**** Source text ****

In The Wall Street Journal, Paul Berger reports that the congestion at California’s southern container ports that made headlines earlier in 2022 has finally begun to subside. He writes:
The backup of container ships off Southern California’s coast that was at the heart of U.S. supply chain congestion during the Covid-19 pandemic has effectively disappeared.
The queue of ships waiting to unload at the ports of Los Angeles and Long Beach fell from a peak of 109 ships in January to four vessels this week, according to the Marine Exchange of Southern California. Shipping specialists say fewer ships than normal are heading to the main U.S. gateway complex for imports from Asia in coming days and that cargo volumes that had long swamped the ports now are receding.
Bottlenecks continue to delay cargo at other major U.S. seaports and at inland freight hubs, but the end of the backup at the big ports in California signals broader supply-chain tangles that have been troubling retailers and manufacturers are unwinding.
“Clearly it is good given how much these supply-chain constraints were drivers of inflation last year,” said Sameera Fazili, a deputy director of the National Economic Council who leads the White House Task Force on supply-chain disruptions.

****

Assigned task 1: In the port congestion text, how many ships were in the queue at the ports of Los Angeles and Long Beach at its peak, and in what month?
Assigned task 2: Write the next part of the text about Southern California port congestion, picking up after its last sentence.

**** Data for review ****

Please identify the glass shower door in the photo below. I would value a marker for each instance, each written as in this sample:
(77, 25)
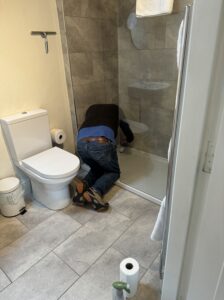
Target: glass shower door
(147, 91)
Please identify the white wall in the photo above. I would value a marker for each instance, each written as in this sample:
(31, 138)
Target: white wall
(30, 78)
(199, 86)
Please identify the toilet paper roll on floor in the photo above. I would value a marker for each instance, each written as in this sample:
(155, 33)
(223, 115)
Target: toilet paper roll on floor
(58, 136)
(129, 272)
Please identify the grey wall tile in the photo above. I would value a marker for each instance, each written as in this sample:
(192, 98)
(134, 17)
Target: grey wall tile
(88, 94)
(4, 281)
(83, 34)
(19, 256)
(111, 91)
(109, 35)
(76, 8)
(11, 229)
(87, 67)
(48, 279)
(92, 240)
(110, 65)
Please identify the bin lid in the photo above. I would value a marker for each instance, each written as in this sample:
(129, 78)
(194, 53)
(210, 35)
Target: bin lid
(8, 184)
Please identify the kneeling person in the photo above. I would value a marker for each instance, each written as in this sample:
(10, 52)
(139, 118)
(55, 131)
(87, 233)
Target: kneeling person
(96, 146)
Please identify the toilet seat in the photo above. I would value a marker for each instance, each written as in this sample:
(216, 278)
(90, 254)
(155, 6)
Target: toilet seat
(52, 163)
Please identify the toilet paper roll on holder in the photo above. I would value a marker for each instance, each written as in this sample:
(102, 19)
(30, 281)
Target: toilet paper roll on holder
(44, 35)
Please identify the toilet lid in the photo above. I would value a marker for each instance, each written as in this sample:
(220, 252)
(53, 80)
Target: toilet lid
(53, 163)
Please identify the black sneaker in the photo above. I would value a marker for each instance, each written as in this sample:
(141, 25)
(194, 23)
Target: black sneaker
(96, 201)
(78, 197)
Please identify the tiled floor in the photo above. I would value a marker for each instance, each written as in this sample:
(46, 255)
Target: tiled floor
(75, 254)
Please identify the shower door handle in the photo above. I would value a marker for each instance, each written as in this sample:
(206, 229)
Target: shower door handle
(176, 126)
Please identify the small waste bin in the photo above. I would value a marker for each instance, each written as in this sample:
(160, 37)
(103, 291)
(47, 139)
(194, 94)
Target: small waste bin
(11, 197)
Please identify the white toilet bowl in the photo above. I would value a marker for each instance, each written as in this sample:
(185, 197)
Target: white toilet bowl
(28, 139)
(50, 173)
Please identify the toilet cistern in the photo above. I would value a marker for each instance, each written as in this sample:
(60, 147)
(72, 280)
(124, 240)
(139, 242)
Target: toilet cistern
(50, 170)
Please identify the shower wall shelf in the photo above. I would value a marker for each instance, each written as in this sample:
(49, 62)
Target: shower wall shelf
(44, 35)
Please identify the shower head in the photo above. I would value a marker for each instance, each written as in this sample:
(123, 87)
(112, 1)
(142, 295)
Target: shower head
(131, 21)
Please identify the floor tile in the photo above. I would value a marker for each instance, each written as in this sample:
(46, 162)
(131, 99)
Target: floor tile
(36, 213)
(87, 244)
(96, 283)
(130, 204)
(48, 279)
(136, 242)
(80, 214)
(19, 256)
(149, 287)
(11, 229)
(4, 281)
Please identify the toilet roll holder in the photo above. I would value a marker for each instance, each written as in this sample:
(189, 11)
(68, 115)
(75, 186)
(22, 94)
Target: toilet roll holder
(44, 35)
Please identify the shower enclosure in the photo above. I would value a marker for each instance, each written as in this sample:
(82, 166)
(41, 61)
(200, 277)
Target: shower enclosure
(113, 57)
(147, 72)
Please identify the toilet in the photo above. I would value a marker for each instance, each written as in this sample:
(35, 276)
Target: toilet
(50, 169)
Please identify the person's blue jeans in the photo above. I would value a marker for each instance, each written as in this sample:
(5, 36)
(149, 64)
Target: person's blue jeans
(103, 161)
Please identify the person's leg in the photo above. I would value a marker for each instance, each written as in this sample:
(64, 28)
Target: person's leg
(95, 172)
(105, 155)
(83, 184)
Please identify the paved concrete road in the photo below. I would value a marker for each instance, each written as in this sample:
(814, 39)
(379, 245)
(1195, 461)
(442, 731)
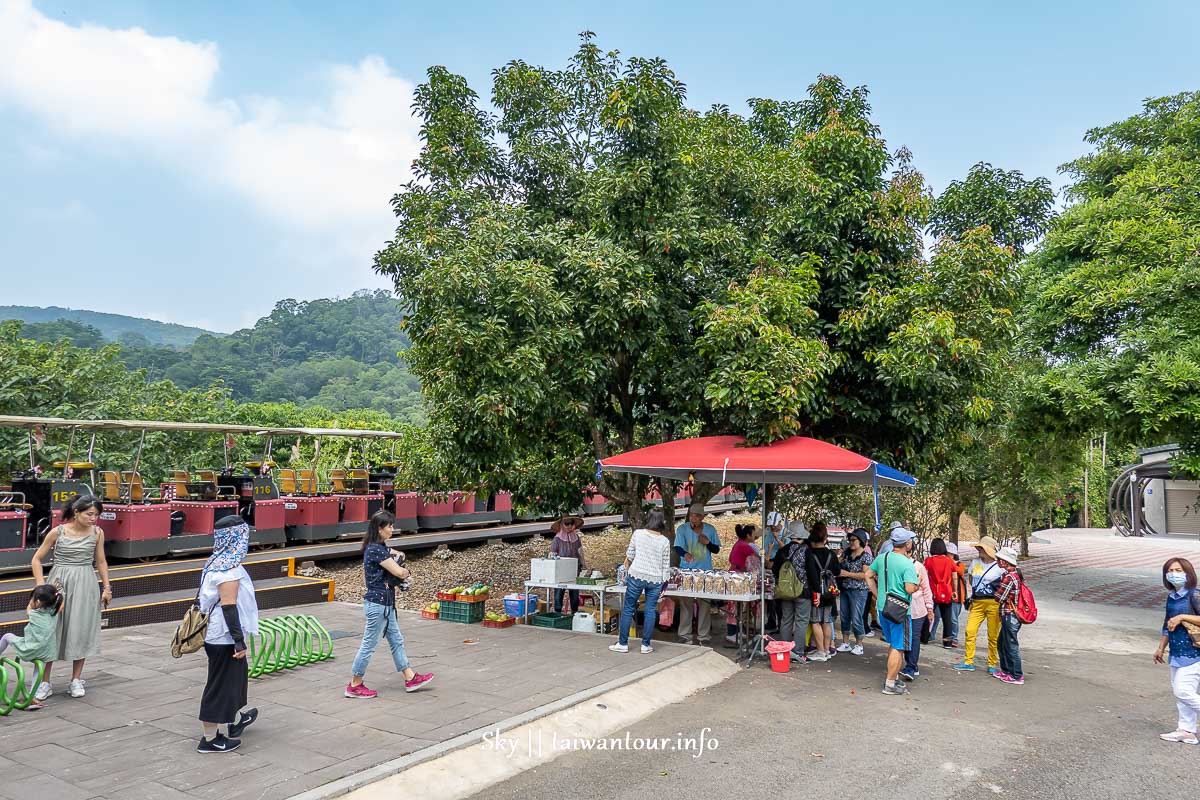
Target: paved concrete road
(1081, 727)
(1086, 723)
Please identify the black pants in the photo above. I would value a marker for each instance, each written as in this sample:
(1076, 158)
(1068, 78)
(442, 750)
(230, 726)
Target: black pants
(946, 611)
(1009, 648)
(225, 693)
(558, 600)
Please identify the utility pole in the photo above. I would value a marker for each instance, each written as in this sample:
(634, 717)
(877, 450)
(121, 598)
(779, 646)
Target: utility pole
(1086, 467)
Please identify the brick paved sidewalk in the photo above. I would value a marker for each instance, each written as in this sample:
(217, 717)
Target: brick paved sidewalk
(133, 735)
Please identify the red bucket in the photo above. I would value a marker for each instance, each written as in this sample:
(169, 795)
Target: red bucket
(780, 654)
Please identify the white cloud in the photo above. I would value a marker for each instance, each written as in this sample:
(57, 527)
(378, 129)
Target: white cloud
(328, 170)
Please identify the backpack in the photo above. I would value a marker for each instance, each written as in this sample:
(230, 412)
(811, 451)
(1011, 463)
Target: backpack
(826, 583)
(943, 590)
(790, 585)
(1026, 609)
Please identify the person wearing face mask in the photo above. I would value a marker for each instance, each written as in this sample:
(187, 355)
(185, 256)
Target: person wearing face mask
(983, 575)
(855, 590)
(1182, 606)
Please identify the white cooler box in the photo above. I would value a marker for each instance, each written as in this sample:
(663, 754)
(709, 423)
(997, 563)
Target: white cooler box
(553, 570)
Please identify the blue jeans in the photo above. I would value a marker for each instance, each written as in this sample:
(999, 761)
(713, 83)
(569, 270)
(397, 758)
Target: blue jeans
(634, 589)
(853, 603)
(381, 621)
(1009, 649)
(912, 655)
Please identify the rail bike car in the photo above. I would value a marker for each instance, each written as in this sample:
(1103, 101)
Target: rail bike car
(258, 500)
(469, 509)
(355, 500)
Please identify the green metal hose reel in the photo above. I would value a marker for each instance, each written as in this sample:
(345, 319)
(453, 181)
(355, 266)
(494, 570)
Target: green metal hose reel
(288, 642)
(15, 692)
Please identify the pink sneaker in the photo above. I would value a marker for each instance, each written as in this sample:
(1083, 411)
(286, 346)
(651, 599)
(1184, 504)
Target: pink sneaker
(418, 681)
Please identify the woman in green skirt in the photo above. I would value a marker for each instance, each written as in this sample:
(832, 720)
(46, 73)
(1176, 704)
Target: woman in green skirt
(78, 548)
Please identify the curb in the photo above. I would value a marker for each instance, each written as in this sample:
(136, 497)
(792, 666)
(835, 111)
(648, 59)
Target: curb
(359, 780)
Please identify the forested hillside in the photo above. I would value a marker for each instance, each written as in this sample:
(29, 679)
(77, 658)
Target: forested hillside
(336, 354)
(53, 323)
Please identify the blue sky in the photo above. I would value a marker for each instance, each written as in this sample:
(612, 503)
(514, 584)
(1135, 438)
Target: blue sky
(195, 162)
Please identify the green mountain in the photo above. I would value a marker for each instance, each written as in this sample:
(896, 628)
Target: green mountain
(114, 328)
(336, 354)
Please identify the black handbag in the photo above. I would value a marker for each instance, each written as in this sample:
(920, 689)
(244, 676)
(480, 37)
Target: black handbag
(895, 607)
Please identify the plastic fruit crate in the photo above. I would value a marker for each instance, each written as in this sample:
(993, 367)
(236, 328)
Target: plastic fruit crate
(453, 611)
(519, 605)
(550, 619)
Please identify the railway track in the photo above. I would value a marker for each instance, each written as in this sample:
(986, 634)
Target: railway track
(161, 591)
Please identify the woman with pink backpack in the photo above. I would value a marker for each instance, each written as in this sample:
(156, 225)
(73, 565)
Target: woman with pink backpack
(1008, 594)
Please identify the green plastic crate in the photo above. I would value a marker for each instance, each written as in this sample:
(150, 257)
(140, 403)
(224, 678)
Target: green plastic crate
(454, 611)
(550, 619)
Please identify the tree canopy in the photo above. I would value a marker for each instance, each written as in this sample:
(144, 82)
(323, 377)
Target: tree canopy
(1116, 283)
(598, 266)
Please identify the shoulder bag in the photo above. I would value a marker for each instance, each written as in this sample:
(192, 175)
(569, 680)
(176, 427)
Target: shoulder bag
(1194, 630)
(191, 631)
(895, 607)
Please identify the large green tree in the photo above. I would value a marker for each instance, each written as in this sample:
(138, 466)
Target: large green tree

****

Exercise result 1: 109 ships, in January.

Exercise result 2:
Port and Biden administration officials point to a range of factors that have helped ease congestion, including a tighter queuing system that had ships lining up further out in the Pacific, new container yards that freed up space on docks, and government initiatives that fostered better collaboration between retailers, ports, railroads and truckers.
But the biggest gain likely has come from fewer boxes reaching the busiest U.S. seaport complex for container imports. U.S. import volumes are declining, according to trade data analysts, and a growing share of the shipments are heading to ports on the East and Gulf coasts as importers ship away from the Southern California backup.